What the exercise asks
Only the pictures are left out: repeat the rest of the entries exactly.

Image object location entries
[Start]

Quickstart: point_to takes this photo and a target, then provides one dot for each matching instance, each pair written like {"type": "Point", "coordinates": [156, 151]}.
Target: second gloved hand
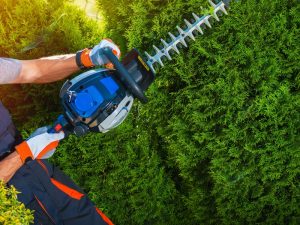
{"type": "Point", "coordinates": [40, 145]}
{"type": "Point", "coordinates": [94, 57]}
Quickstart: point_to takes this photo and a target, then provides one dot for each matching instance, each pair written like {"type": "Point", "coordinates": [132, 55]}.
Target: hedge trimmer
{"type": "Point", "coordinates": [100, 99]}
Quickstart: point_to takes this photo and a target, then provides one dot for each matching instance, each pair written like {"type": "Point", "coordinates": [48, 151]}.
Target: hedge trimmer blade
{"type": "Point", "coordinates": [191, 30]}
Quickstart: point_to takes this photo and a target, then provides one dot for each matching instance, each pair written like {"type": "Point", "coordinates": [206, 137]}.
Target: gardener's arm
{"type": "Point", "coordinates": [46, 70]}
{"type": "Point", "coordinates": [50, 69]}
{"type": "Point", "coordinates": [9, 166]}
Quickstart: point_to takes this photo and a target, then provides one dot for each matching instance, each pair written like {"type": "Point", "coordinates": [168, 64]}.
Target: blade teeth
{"type": "Point", "coordinates": [196, 17]}
{"type": "Point", "coordinates": [152, 68]}
{"type": "Point", "coordinates": [164, 42]}
{"type": "Point", "coordinates": [212, 4]}
{"type": "Point", "coordinates": [172, 36]}
{"type": "Point", "coordinates": [189, 25]}
{"type": "Point", "coordinates": [206, 21]}
{"type": "Point", "coordinates": [180, 30]}
{"type": "Point", "coordinates": [175, 49]}
{"type": "Point", "coordinates": [156, 49]}
{"type": "Point", "coordinates": [148, 55]}
{"type": "Point", "coordinates": [173, 45]}
{"type": "Point", "coordinates": [222, 8]}
{"type": "Point", "coordinates": [199, 29]}
{"type": "Point", "coordinates": [192, 36]}
{"type": "Point", "coordinates": [160, 62]}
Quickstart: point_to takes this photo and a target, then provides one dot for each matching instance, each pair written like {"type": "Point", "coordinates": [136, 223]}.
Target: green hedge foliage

[End]

Solution for this problem
Quickstart: point_to takes this photo and a target, then provides one dot for each matching instance, each pair written like {"type": "Point", "coordinates": [156, 151]}.
Target: second gloved hand
{"type": "Point", "coordinates": [40, 145]}
{"type": "Point", "coordinates": [94, 57]}
Quickstart: point_to takes this photo and a target, then provides one dot for each matching instance, each pair written like {"type": "Point", "coordinates": [132, 55]}.
Target: hedge trimmer
{"type": "Point", "coordinates": [100, 99]}
Quickstart: point_to takes this photo and a target, then provides one dot for each matching instance, each pair written like {"type": "Point", "coordinates": [48, 151]}.
Target: hedge trimmer blade
{"type": "Point", "coordinates": [191, 30]}
Quickstart: point_to takes this photo and a target, then provides one dot for each matching instance, each pair written like {"type": "Point", "coordinates": [206, 137]}.
Target: gardener's arm
{"type": "Point", "coordinates": [46, 70]}
{"type": "Point", "coordinates": [50, 69]}
{"type": "Point", "coordinates": [9, 166]}
Quickstart: point_to takes this photo and a target, then provides one dot for each matching instance, each pair written like {"type": "Point", "coordinates": [168, 64]}.
Target: blade teeth
{"type": "Point", "coordinates": [196, 17]}
{"type": "Point", "coordinates": [152, 68]}
{"type": "Point", "coordinates": [164, 42]}
{"type": "Point", "coordinates": [212, 4]}
{"type": "Point", "coordinates": [172, 36]}
{"type": "Point", "coordinates": [189, 25]}
{"type": "Point", "coordinates": [206, 21]}
{"type": "Point", "coordinates": [180, 30]}
{"type": "Point", "coordinates": [175, 49]}
{"type": "Point", "coordinates": [156, 49]}
{"type": "Point", "coordinates": [148, 55]}
{"type": "Point", "coordinates": [173, 45]}
{"type": "Point", "coordinates": [222, 8]}
{"type": "Point", "coordinates": [199, 29]}
{"type": "Point", "coordinates": [192, 36]}
{"type": "Point", "coordinates": [160, 62]}
Quickstart: point_to takes this photo and a target, then provides one dot for each matching instance, each pair written like {"type": "Point", "coordinates": [136, 223]}.
Target: green hedge foliage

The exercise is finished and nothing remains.